• _TASK STATEMENT_
According to the passage, what system has Dallas County adopted for showing suspects' photos?

** Opening PASSAGE TO READ block **

All those years later, Jones brought this up at their meeting for reasons more practical than emotional. "I need to know you're not going to hurt my family," she recalls saying.
McGowan looked at her in disbelief. "He just looked very confused," she remembers. "He was like, 'What are you talking about? Of course I wouldn't hurt you or your family.'"
"You said right there you were going to kill me," Jones replied. She remembers McGowan looking at his girlfriend then, and her looking back, "like, 'You didn't tell me this part.'" Jones started to cry. McGowan told her he was sure he'd never said such a thing.
"Thomas, I was right there," Mike Corley said gently. "I heard it."
They never resolved what was or wasn't said. Regardless, Jones says, it's irrelevant now.
"I had to come to a point to forgive him about this. He's a young black man being accused by a young white woman. I don't think we were hugely racially tense at that point, but I can see how he probably viewed that, was like, 'I'm going down no matter what and there's nothing I can do about it.' How upset would I be? How sad would I be?"
After their conversation, Craig Watkins, the Dallas County district attorney who's made his name aggressively pursuing exoneration cases, came in to talk with her and McGowan. "He commended both of us for our bravery," Jones says. "Then he looked right at me and he said, 'I don't want to ever hear you say you feel guilty about this, because it's not your fault.''
Guilt and remorse follow everyone associated with exonerations, not just victims. Corley, who's now chief of police in Brownswood, Texas, is still trying to figure out how he and the Richardson Police Department could have made such a serious mistake.
"This is a negative for me, in my career, my life and everything else," he says. Dallas County has since instituted a double-blind system for showing photos of suspects; the officer showing them has no idea who the suspect is, so he can't inadvertently give any hints.
But even if these guidelines are followed, some variables in exonerations are hard to control. Jennifer Thompson is another rape victim whose alleged rapist was set free. She's spoken publicly about her experience, and even co-wrote a book with the man she wrongly accused. Both Mallin and Thompson say that the public reaction to their stories is often hostile, even violent.
Someone runs a website calling for Mallin to be arrested and incarcerated for murder, since Cole died in prison based on her testimony. Thompson has heard more horrible things than she can count, she says. A recent comment on an article about her case opined that she should be raped again and left for dead in a ditch. An Observer story about McGowan's exoneration brought similarly vicious comments about Jones.
"Looking back on it, honestly I understand why women don't come forward," Thompson says. "It's scary and then people judge you as a bad human being, not as a victim who made an honest mistake."
That type of vitriol is one reason why Jones uses a pseudonym when she talks about her case, which is often. She wants people to know what victims go through, she says. In many ways, the crime is never really over for them.
"Thomas, he's out, he's leading his life," she explains. "But with a rape victim, it just never goes anywhere. The state didn't come and give me $2 million and say we're sorry this happened to you. There are people who say you're a piece of crap because this happened. It's a totally different phenomenon with a rape victim than an exoneree. You do get victimized again. Quite frankly, I think the second time's almost worse than the first time, because you have that much more to deal with."
A month or so after she met McGowan, Jones was notified by the DA's office that they'd found a possible DNA match for her rapist. His name was Kenneth Wayne Woodson, alias Kenneth Bell, and he was already locked up on a burglary charge. After first denying that he had anything to do with the rape, he eventually confessed to everything.

** Closing PASSAGE TO READ block **
** Opening AVAILABLE DATA block **

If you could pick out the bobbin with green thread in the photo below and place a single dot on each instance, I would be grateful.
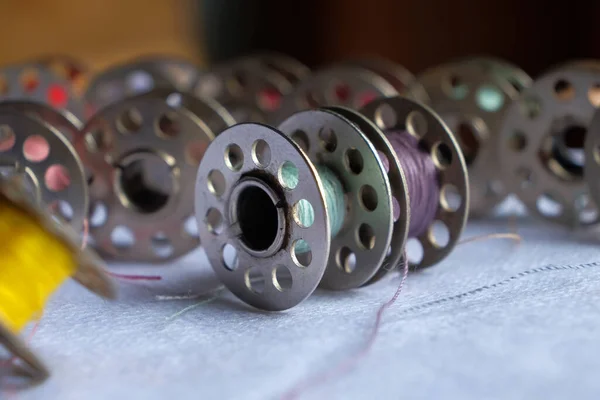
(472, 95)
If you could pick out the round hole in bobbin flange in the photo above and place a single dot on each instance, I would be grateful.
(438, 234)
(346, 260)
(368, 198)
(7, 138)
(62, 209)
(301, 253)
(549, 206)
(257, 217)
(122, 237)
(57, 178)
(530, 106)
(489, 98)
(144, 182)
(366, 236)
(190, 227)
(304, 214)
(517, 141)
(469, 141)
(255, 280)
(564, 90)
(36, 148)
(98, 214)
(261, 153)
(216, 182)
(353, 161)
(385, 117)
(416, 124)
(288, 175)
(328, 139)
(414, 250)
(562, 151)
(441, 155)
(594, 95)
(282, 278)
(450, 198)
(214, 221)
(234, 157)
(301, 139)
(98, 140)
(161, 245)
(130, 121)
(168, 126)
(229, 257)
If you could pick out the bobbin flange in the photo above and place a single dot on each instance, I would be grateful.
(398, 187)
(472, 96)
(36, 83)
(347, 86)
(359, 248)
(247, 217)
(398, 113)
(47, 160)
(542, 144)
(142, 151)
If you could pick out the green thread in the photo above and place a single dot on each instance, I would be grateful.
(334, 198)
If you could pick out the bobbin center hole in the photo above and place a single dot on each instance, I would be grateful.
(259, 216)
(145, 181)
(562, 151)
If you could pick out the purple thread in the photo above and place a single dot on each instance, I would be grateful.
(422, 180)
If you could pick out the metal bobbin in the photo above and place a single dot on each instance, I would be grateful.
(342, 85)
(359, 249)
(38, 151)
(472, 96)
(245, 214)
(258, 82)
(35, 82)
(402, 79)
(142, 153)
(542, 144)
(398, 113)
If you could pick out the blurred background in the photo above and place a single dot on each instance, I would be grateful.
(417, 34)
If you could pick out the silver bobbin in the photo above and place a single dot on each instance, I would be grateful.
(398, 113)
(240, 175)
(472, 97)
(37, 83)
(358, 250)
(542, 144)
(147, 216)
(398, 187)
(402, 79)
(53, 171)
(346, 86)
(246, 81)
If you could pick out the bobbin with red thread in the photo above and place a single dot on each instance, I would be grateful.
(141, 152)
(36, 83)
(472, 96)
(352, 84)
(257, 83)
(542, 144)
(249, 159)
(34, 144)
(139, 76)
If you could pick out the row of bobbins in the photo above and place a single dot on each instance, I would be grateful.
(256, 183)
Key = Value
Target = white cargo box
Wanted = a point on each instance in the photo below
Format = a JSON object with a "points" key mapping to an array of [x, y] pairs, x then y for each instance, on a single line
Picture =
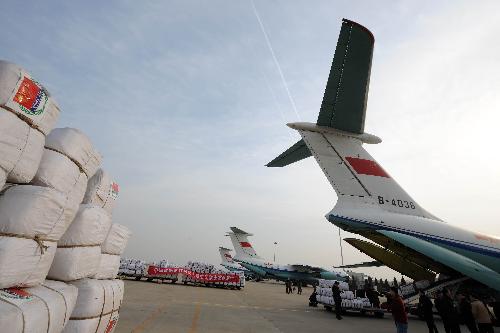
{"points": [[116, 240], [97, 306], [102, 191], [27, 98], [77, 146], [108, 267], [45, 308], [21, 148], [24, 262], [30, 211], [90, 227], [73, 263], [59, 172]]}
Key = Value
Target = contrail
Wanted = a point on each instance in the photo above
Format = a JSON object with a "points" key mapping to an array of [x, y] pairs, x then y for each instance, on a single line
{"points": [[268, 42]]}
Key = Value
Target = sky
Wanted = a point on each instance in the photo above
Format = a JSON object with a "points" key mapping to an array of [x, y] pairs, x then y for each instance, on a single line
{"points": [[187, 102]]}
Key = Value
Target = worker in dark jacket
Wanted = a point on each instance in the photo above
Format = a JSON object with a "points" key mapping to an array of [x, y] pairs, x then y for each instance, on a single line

** Closing AVAILABLE DATA block **

• _ANSWER SPACE_
A double-blind system, in which the officer showing the photos has no idea who the suspect is.